** START OF The records **

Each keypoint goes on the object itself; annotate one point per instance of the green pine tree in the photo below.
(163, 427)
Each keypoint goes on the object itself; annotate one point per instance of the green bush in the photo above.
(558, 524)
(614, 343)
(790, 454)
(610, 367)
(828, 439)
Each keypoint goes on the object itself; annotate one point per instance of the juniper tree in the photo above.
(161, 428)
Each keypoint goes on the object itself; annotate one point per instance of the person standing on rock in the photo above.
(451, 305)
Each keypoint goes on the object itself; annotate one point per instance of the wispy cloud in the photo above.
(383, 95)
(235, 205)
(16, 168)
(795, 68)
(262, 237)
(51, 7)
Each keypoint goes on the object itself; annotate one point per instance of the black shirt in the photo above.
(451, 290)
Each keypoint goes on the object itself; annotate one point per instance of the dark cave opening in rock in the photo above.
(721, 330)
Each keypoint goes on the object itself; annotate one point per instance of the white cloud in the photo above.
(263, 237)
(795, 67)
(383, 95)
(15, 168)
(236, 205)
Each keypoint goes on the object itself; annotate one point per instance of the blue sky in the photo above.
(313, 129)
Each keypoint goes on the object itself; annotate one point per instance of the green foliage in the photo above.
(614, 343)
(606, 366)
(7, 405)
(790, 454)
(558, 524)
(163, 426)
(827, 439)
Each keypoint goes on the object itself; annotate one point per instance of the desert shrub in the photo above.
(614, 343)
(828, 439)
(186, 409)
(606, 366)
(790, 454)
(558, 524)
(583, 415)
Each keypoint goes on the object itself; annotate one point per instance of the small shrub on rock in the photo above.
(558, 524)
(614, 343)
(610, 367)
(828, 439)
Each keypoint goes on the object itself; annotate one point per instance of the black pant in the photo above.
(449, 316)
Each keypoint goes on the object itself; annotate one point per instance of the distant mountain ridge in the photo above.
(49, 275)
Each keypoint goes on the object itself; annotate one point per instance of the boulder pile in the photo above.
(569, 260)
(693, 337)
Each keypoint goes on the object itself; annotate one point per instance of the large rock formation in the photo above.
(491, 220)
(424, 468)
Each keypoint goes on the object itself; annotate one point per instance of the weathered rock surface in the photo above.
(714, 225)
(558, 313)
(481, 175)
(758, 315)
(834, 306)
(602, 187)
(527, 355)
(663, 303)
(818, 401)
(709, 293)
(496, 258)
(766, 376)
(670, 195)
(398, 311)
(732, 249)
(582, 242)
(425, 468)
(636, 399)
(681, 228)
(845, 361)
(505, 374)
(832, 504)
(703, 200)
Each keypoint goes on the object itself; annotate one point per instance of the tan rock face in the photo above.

** END OF The records **

What needs to be done: Change every "annotate" in the items above to "place", and leave everything else unchanged.

Written solution:
Each keypoint goes on the object itself; place one point per instance of the green pine tree in the photo below.
(163, 427)
Each keypoint goes on the object itself; place one point per instance of the green bush in the photo above.
(558, 524)
(614, 343)
(790, 454)
(610, 367)
(828, 439)
Each keypoint goes on the object itself; place one point per instance of the juniper tree in the photo above.
(161, 428)
Each keypoint goes on the object itself; place one point per instance of the person standing on rock in the photo above.
(451, 305)
Each keypoint goes on the object itself; place one point per instance of the wispy cloud in the photo above.
(383, 95)
(235, 205)
(16, 168)
(795, 68)
(262, 237)
(51, 7)
Each keypoint goes on the object itself; place one point per instance of the black shirt in the photo above.
(451, 290)
Each keypoint goes on the object itself; place one point per instance of the dark cave opening in rock in the photo above.
(721, 330)
Each keypoint goes on the object itself; place one point per instance of the white cloud in the photo above.
(263, 237)
(795, 67)
(383, 95)
(15, 168)
(236, 205)
Each keypoint goes on the object itself; place one point per instance of the blue sky in the photo above.
(313, 129)
Each keypoint goes on the object itself; place one point per instance of the green foliage in the photo above.
(614, 343)
(606, 366)
(7, 405)
(790, 454)
(558, 524)
(163, 426)
(827, 439)
Each keypoint goes on the object itself; place one point per instance of the desert shrub in the photo above.
(614, 343)
(828, 439)
(186, 409)
(606, 366)
(790, 454)
(558, 524)
(583, 415)
Each keypoint goes on the object itself; place one point per instance of the small shrub on rock in the photo above.
(558, 524)
(614, 343)
(610, 367)
(828, 439)
Each keypoint goes on the object itself; place one point per instance of the black pant in the photo above.
(449, 316)
Each keypoint goes on the object itself; place one point per instance of the distant mountain ridge in the photo above.
(49, 275)
Each keypoint goes on the object itself; place one point per instance of the boulder pile in the photo above.
(569, 260)
(693, 337)
Each keypoint goes on the object itself; place one point per instance of the large rock formation in the photo above.
(491, 220)
(424, 468)
Each keypoint goes on the object itself; place one point per instance of the weathered rock surface in the photo above.
(714, 225)
(558, 313)
(481, 175)
(758, 315)
(834, 306)
(602, 187)
(527, 355)
(663, 303)
(818, 401)
(709, 293)
(496, 258)
(766, 376)
(670, 195)
(398, 311)
(732, 249)
(582, 242)
(425, 468)
(636, 399)
(681, 228)
(845, 361)
(505, 374)
(832, 504)
(703, 200)
Each keypoint goes on the object itself; place one point per instance of the tan rock face in the photo above.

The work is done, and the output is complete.